** Excerpted data follows **

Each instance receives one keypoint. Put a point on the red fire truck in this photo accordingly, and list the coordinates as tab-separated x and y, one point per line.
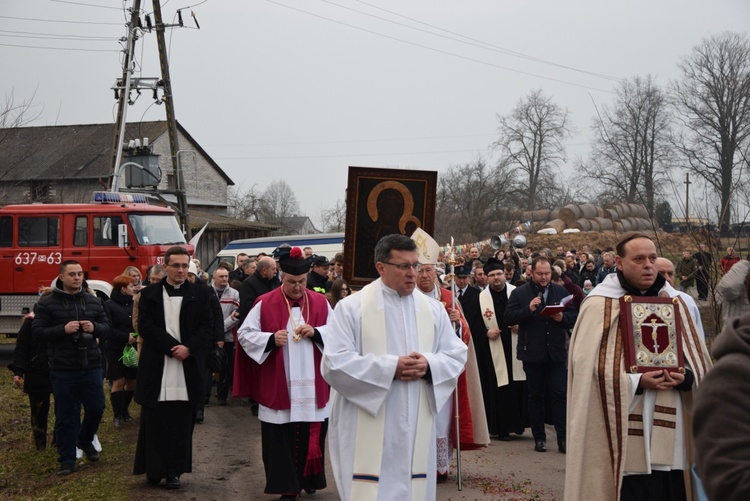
117	230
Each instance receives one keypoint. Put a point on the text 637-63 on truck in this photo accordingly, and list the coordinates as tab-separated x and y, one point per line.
117	230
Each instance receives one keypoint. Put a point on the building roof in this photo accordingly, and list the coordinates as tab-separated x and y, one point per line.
73	151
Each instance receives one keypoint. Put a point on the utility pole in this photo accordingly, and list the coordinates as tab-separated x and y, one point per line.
687	199
171	121
124	90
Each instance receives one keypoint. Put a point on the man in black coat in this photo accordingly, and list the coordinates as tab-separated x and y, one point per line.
541	347
263	280
70	320
176	325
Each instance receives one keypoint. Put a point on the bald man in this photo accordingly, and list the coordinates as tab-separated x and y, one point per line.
665	267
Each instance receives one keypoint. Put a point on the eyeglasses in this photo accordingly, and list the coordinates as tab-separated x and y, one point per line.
405	266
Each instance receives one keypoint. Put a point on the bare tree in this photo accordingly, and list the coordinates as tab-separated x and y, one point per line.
278	202
333	219
245	203
531	141
712	102
631	150
471	198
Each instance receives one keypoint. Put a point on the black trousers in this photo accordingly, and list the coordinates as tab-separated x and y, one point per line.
39	403
701	283
659	486
540	377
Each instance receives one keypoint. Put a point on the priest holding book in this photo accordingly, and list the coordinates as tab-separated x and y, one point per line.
634	363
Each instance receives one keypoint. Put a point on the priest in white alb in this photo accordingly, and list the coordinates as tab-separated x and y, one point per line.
393	360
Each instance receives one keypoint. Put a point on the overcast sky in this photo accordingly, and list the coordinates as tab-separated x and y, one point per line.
299	90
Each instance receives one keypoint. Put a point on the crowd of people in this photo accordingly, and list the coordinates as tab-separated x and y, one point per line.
507	339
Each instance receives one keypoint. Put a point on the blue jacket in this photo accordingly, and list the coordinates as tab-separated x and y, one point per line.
540	339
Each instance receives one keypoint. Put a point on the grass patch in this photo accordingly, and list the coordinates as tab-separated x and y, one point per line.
26	473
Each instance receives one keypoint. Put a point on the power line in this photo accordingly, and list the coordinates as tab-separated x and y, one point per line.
58	21
55	48
86	4
298	157
81	37
479	43
307	143
440	51
70	38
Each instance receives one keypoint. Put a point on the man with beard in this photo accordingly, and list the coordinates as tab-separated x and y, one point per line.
283	336
629	432
501	373
473	425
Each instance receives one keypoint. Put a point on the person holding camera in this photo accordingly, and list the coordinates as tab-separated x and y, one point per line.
71	321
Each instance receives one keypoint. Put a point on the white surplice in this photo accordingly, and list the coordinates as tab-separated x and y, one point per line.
299	365
367	383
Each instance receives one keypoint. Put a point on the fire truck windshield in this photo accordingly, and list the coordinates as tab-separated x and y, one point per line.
156	229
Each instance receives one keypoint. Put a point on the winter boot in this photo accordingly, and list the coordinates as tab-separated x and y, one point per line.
126	399
116	397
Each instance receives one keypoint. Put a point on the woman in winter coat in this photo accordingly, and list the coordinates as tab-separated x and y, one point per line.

** End of Excerpted data **

» **Activity**:
Set down the records again verbatim, with no pictures.

» **Written answer**:
Each instance receives one keypoint. Put a point on the red fire truck in this photo accordingly, and list the coordinates as tab-separated x and y, one point per line.
117	230
Each instance receives one keypoint. Put a point on the text 637-63 on truck in this photo accordingly, and list the coordinates as tab-separated x and y, one point per line.
117	230
Each instance receives one keypoint. Put a point on the building roof in this photo accordingly, and list the coordinates as tab-separated x and y, one point per line.
73	151
Each instance receives one keypoint. Put a point on the utility pole in this photo accordingly, and list the coordinates as tab-separated x and y, one point per line.
687	199
171	121
124	90
Each instance receives one keypoint. Put a point on the man in black coat in this photo accordingly, and list the coordinates as tab-separated x and y, one point per line.
541	347
263	280
70	320
176	325
Each instance receives one keypoint. Put a point on the bald man in this photo accordingly, and list the coordinates as tab-separated x and y, one point per line.
665	267
Each instance receives one keypoint. Put a point on the eyeglasses in this photo accordingly, and list the coordinates as tab-separated x and y, one point per line.
405	266
Each instance receives one keypoint. Put a point on the bare tree in this photo accordingly, and list the coordinates as tab-separated x and y, one point per line.
278	202
333	219
245	203
531	141
712	102
631	150
471	198
Each instance receives one keypoint. Put a point on the black trousers in this photo accordingly, and list the coordinates as tab-separated x and y, one point per line.
39	403
701	283
659	486
540	377
Each instance receives one keypoint. Put a point on the priest holding book in this photo accordingly, and list the coordinates as tab-separated x and y, one point per line.
634	363
Each instance receives one keypoint. Put a point on the priest in white alb in this photo accordingly, and list the coordinates as tab-separated x and y, one point per line.
393	360
Each instance receives one keypoint. Put a point on the overcast sky in this photo accordingly, and list the coordinates as tab-separated x and y, one point per line.
299	90
Each instance receives one keypoint. Put a point on the crowd of people in this photo accordingly, and list the coordinates as tab-separated x and y, one point per line.
507	339
Each instance receives one keypoint. Put a point on the blue jacket in this photo accordingly, and list the coordinates as tab-separated x and y, one point per line.
540	339
Each instance receives one keypoint. Put a point on the grass patch in this photo accordingly, and list the coordinates as tab-separated x and y, one point per line.
26	473
Each instance receives one keypoint. Put a point on the power line in this photo accordingly, and list the coordinates as tab-separated x and y, one point per line.
58	21
55	48
86	4
298	157
81	37
479	43
307	143
440	51
70	38
Each instance receives one keypoint. Put a point on the man with beard in this photo accordingly, and list the coordinates as tab-separated x and y, one point per line.
283	336
629	432
501	373
473	425
Each instance receives one keypoint. Put a point on the person holding camera in this photo accordingly, and list the coordinates as tab-separated x and y, one point per line.
71	321
Each instance receives one keypoint. Put a point on the white surplice in this photo accordingly, and list the coordinates as tab-separated x and y, one point per line.
299	365
367	383
Each instance receives one keypoint. Put a point on the fire truck windshield in this photo accordingly, and list the coordinates as tab-separated x and y, one point per line.
156	229
Each instance receives one keypoint. Put a point on the winter boot in this photo accordingly, and list the coordinates as tab-separated x and y, one point per line.
126	399
116	397
Each instance receives one keypoint. Put a point on the woman in winter coat in this photo accordingly, and list the coordinates as tab-separated x and y, one point per line.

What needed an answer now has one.